What you need to do:
Rewrite the rows with "forklift cab" replaced by "forklift cabin" everywhere it appears, changing nothing else. Omit the pictures from your output.

Exercise inputs:
⁂

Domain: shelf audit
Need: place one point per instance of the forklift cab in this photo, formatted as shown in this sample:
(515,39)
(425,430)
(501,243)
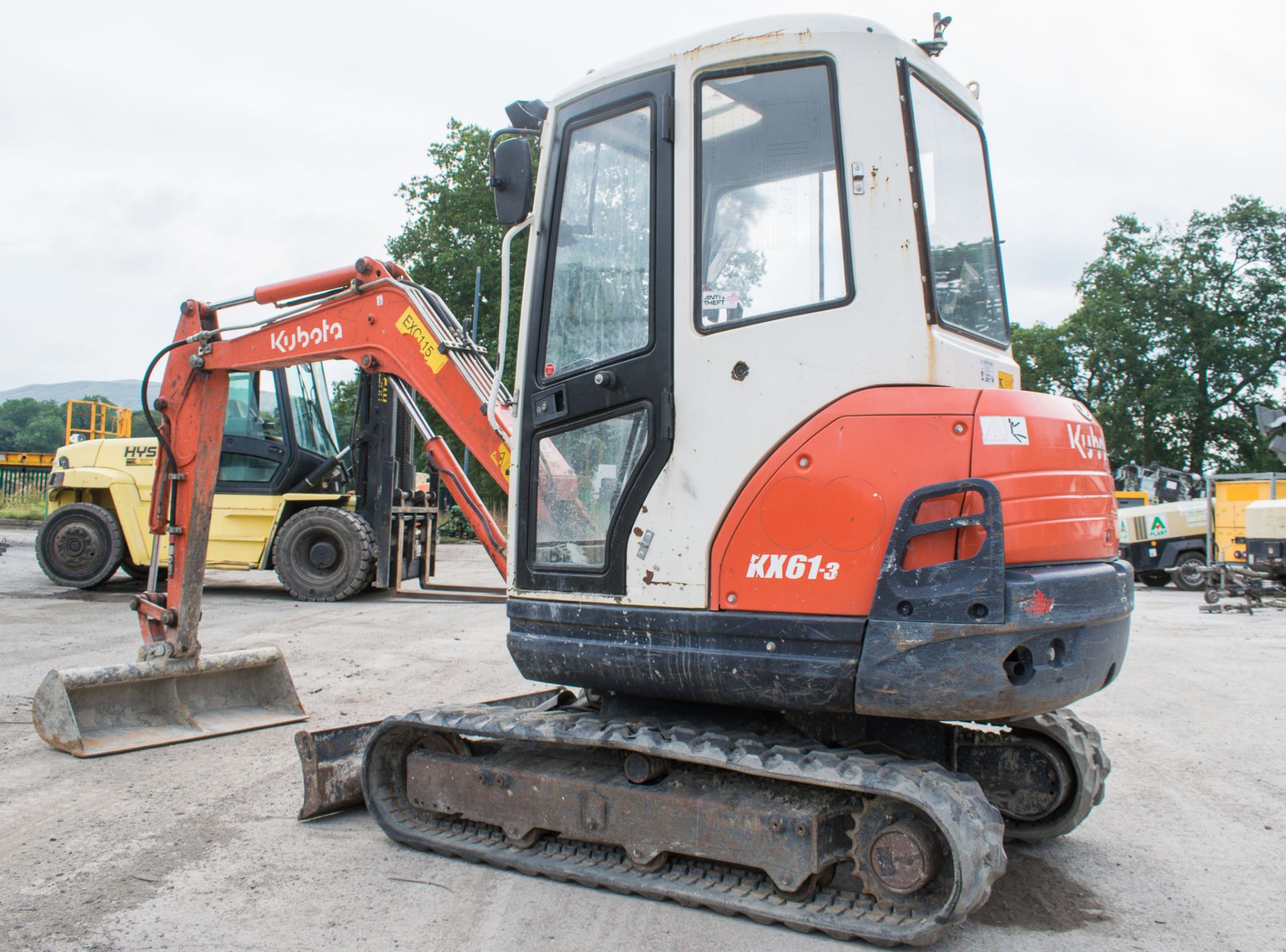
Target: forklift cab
(278,429)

⁂

Worked answer:
Domain: shelf audit
Need: place one point per instance of the forklift cabin in this photo, formatted as shown in this sample:
(515,39)
(425,430)
(501,243)
Target: forklift cabin
(278,429)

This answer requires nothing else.